**Task material**
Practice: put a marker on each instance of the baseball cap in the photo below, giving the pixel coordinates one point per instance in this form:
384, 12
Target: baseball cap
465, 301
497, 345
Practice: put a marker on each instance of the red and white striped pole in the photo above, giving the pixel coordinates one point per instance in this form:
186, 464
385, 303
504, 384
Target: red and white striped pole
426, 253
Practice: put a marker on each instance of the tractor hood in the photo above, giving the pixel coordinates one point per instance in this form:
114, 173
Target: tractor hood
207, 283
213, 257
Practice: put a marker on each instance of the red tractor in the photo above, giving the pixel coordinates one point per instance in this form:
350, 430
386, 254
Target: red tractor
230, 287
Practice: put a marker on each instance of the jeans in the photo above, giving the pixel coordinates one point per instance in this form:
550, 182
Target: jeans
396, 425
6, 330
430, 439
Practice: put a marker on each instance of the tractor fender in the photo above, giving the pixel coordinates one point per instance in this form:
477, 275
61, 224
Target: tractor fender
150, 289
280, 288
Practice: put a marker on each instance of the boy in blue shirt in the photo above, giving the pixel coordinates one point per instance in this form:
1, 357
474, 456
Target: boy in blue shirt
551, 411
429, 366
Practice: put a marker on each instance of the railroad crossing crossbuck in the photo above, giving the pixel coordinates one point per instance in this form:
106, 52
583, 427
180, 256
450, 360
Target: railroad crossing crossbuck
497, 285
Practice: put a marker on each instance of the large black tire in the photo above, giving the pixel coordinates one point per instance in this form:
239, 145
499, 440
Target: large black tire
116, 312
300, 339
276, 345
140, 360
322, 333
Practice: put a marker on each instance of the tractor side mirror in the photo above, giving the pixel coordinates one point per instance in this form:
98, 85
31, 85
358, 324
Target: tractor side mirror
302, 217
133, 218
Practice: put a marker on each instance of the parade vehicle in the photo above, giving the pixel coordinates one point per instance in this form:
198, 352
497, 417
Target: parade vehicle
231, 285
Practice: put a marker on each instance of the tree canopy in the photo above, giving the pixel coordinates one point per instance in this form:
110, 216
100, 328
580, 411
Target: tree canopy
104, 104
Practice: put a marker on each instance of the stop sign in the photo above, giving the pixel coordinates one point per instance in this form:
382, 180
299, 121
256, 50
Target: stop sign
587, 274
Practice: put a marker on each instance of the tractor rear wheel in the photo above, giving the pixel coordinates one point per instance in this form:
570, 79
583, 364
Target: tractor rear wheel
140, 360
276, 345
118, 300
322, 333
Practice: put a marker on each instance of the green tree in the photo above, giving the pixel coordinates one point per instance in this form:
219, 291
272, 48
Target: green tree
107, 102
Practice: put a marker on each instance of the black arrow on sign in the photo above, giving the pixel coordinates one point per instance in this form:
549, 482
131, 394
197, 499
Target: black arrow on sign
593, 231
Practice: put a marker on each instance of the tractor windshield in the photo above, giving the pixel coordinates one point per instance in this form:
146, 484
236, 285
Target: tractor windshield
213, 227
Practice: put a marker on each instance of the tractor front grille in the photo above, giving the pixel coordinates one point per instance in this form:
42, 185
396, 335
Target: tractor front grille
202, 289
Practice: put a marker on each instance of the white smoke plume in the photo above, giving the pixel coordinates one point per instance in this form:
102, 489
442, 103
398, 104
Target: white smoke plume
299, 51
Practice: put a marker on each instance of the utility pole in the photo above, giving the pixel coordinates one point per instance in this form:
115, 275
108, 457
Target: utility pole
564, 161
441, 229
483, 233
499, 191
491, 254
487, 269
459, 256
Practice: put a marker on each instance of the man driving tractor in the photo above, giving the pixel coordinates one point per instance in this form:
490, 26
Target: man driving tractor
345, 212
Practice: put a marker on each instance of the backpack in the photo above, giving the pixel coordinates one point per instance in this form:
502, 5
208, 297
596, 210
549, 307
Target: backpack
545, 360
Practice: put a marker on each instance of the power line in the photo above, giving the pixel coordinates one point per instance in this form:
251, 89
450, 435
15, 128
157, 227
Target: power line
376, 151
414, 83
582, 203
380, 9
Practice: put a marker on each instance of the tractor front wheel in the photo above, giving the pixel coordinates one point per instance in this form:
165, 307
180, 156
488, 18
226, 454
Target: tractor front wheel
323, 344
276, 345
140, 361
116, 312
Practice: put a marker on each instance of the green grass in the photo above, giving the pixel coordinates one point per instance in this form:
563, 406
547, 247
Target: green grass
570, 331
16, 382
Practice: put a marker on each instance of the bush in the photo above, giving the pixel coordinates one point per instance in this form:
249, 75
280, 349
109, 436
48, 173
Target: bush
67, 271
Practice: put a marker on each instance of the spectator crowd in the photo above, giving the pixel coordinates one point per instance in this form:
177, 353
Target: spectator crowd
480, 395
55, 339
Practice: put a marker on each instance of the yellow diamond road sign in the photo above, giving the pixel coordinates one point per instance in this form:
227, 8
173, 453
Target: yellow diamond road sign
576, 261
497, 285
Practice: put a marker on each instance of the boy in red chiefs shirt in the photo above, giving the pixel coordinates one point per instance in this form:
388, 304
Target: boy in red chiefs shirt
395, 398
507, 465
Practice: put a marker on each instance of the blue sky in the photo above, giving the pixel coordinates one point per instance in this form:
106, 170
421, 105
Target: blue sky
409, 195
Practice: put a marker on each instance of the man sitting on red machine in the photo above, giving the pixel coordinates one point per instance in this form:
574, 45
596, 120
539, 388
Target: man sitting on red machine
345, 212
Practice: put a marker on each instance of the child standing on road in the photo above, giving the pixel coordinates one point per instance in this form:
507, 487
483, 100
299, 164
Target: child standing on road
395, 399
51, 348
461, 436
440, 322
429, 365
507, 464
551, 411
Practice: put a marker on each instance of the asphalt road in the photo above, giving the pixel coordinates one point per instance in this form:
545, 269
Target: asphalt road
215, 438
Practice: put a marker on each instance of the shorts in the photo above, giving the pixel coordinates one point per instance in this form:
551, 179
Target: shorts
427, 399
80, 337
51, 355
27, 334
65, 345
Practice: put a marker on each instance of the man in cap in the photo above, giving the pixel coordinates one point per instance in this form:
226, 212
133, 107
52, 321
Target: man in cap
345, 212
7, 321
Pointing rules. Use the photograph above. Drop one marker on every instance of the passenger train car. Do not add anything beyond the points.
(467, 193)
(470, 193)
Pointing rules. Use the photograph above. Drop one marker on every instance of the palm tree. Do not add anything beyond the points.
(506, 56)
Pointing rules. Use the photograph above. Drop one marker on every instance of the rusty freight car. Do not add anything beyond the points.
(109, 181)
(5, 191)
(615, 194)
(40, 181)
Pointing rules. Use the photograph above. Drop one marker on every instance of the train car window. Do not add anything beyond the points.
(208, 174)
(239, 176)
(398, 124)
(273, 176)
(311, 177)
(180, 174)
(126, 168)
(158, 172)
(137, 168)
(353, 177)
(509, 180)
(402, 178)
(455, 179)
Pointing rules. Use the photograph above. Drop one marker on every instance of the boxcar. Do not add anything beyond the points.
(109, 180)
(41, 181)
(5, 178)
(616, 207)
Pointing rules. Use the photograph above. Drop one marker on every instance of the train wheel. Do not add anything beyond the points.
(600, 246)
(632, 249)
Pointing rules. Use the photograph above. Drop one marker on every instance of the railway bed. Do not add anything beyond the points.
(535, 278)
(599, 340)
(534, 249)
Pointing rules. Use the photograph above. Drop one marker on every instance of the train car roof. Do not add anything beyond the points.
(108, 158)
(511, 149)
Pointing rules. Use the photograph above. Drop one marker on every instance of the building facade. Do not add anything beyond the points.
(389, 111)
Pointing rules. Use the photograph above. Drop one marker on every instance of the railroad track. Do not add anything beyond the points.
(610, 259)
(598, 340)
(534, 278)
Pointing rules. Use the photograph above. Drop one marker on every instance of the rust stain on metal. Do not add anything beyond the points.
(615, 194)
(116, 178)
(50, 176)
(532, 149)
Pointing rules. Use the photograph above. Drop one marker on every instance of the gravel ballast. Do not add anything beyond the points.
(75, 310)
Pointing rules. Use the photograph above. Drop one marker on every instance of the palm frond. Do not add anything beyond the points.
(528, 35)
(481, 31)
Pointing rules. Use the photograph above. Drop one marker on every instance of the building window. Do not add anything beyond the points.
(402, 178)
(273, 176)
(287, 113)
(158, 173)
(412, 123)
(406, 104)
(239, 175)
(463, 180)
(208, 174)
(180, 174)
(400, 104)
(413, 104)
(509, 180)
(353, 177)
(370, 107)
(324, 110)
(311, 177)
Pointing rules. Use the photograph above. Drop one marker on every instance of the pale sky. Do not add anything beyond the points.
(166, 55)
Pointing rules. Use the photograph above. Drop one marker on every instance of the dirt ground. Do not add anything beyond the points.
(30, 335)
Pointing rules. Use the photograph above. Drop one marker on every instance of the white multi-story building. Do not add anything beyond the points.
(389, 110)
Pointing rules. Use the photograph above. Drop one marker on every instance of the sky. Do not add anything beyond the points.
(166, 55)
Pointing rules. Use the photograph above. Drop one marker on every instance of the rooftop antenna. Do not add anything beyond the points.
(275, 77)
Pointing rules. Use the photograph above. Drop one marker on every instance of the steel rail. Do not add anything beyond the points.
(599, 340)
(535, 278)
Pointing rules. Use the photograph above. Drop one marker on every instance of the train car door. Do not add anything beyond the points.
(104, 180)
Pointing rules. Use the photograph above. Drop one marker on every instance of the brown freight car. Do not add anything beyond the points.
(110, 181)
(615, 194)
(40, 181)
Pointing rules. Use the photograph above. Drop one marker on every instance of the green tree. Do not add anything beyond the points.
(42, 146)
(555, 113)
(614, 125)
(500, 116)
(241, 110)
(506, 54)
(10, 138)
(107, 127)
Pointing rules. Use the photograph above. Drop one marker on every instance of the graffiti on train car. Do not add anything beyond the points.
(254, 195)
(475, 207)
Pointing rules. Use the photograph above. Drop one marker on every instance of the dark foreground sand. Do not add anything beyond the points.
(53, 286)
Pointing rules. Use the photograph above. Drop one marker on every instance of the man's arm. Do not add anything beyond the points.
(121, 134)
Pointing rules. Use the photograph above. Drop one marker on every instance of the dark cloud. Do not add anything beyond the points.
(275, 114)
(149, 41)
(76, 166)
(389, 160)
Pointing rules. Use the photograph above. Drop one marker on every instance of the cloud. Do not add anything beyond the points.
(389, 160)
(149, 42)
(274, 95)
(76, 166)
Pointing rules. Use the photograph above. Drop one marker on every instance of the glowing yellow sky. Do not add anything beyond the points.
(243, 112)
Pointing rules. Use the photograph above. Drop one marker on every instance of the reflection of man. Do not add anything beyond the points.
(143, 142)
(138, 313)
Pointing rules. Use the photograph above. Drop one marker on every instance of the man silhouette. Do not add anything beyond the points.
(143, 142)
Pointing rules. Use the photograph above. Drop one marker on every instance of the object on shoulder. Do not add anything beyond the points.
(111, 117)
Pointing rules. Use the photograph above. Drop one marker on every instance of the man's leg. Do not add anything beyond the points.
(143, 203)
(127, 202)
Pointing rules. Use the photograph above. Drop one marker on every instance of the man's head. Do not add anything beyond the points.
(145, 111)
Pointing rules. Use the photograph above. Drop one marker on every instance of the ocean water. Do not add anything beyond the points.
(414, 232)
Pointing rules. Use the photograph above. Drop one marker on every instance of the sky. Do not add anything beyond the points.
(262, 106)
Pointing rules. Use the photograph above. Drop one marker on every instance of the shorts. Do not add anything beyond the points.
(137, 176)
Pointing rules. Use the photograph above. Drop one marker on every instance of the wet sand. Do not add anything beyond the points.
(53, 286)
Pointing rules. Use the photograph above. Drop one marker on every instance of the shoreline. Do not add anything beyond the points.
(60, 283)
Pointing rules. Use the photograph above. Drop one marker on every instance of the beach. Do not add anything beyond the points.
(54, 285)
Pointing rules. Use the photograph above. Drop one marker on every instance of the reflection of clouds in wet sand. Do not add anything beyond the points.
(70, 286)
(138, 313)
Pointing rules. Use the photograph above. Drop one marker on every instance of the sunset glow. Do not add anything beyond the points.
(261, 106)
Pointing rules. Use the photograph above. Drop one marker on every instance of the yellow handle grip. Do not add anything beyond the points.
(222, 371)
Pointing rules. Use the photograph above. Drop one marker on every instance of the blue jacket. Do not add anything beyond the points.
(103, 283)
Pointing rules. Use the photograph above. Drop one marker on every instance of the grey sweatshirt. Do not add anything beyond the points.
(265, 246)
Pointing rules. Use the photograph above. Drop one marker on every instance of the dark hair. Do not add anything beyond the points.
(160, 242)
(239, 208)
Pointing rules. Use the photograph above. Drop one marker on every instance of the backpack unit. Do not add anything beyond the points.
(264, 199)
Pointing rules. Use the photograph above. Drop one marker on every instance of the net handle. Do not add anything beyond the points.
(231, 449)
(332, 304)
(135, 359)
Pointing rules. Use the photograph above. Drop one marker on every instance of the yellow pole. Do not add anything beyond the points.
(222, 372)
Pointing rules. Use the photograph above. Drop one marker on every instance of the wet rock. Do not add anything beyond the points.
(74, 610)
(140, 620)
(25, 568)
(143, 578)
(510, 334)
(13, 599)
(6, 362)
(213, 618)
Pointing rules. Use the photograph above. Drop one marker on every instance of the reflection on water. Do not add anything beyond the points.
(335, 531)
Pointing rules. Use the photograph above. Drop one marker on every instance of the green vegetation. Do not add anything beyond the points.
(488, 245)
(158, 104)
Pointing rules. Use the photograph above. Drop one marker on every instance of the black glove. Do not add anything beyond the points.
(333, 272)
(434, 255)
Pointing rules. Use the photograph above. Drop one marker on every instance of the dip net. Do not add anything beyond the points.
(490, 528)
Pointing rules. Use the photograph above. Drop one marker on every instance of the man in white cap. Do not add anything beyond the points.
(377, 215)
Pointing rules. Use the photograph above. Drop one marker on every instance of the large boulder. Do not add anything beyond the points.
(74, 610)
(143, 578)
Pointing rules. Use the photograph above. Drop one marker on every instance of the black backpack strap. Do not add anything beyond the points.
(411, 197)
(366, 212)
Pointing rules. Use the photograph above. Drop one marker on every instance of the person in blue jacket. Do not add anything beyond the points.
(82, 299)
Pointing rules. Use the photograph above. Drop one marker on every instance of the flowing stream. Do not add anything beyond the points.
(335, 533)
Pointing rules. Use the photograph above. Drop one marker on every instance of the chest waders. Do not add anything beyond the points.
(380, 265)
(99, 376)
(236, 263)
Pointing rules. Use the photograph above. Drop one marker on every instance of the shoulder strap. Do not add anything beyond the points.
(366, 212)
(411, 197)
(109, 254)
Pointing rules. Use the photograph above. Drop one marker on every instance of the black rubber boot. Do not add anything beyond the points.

**Brief**
Print only the lines running from the one with "vegetation. Do not add anything beyond the points." to the final line of the data above, each exactly as it appears.

**Solution for this problem**
Pointing rules. Use the photograph above. Drop one marker on every instance of the green vegetation. Do not add anything beyond the points.
(488, 245)
(158, 104)
Pointing rules. Use the photograph above. Drop one marker on every instance of the black glove. Do not add anything beyond the points.
(333, 272)
(434, 255)
Pointing rules. Use the photograph above. Drop one marker on every instance of the dip net. Do not add anything beyond the points.
(490, 528)
Pointing rules. Use the photograph above. Drop one marker on every instance of the man in white cap. Do not add anything beyond the points.
(377, 215)
Pointing rules. Use the photograph above. Drop one marker on every instance of the large boulder. Do not add anything beyond the points.
(74, 610)
(143, 578)
Pointing rules. Use the photograph above. Drop one marker on every instance of the black backpack strap. Do not add anything beyond the points.
(411, 197)
(366, 212)
Pointing rules. Use the photograph above. Drop one marker on every instance of the person in blue jacket. Do not add anything beyond the points.
(82, 299)
Pointing rules. Use the photograph above. Drop one marker on every instance of the flowing stream. Do not add anything beyond the points.
(335, 533)
Pointing rules. Use the photograph above. Drop one marker on every instance of the chest waders. Do not add anything beyond the points.
(380, 265)
(99, 376)
(236, 263)
Pointing rules. Use the photograph above. Drop one marker on every instance of the shoulder strap. Do not add anything beyond the points.
(366, 212)
(411, 197)
(109, 254)
Pointing rules. Use the photograph above. Drop one marker on every instance of the black rubber boot. Do not add anything beyond the points.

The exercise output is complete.